• _Task brief_:
Repeat every row below in full, and shift each number in the answer markup, the viewBox values and the point coordinates alike, up by 118.
════
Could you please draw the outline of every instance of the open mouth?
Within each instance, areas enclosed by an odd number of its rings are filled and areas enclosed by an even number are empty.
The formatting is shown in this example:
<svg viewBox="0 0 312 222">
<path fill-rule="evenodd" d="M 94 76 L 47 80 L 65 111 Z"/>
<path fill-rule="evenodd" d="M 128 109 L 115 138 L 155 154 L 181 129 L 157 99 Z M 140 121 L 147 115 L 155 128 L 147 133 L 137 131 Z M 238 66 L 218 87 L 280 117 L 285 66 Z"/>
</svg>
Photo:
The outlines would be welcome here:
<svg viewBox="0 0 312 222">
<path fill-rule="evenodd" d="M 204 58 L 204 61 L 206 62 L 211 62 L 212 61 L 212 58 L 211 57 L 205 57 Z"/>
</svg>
════
• _Task output_:
Could you please draw the outline of every instance of the open mouth?
Within each instance, areas enclosed by an odd number of its rings are filled and areas enclosed by an even number are empty.
The formatting is shown in this example:
<svg viewBox="0 0 312 222">
<path fill-rule="evenodd" d="M 94 76 L 47 80 L 65 111 Z"/>
<path fill-rule="evenodd" d="M 128 109 L 115 138 L 155 154 L 181 129 L 157 99 Z M 140 121 L 147 115 L 155 128 L 147 133 L 137 131 Z M 238 66 L 218 87 L 280 117 L 285 66 Z"/>
</svg>
Photo:
The outlines would be welcome here:
<svg viewBox="118 118 430 340">
<path fill-rule="evenodd" d="M 322 176 L 322 179 L 324 180 L 329 180 L 330 179 L 330 176 L 329 175 L 323 175 Z"/>
</svg>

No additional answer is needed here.